### Set exercise
Swap every "disc" in the lines below for "circle" and leave everything else unchanged.

### Dataset extract
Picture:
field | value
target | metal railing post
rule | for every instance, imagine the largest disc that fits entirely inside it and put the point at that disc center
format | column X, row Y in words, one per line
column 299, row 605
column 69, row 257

### Result of this task
Picture:
field | value
target | metal railing post
rule | for every instance, imagine the largest circle that fits entirely inside it and put the point at that circle center
format | column X, row Y in words, one per line
column 299, row 605
column 69, row 257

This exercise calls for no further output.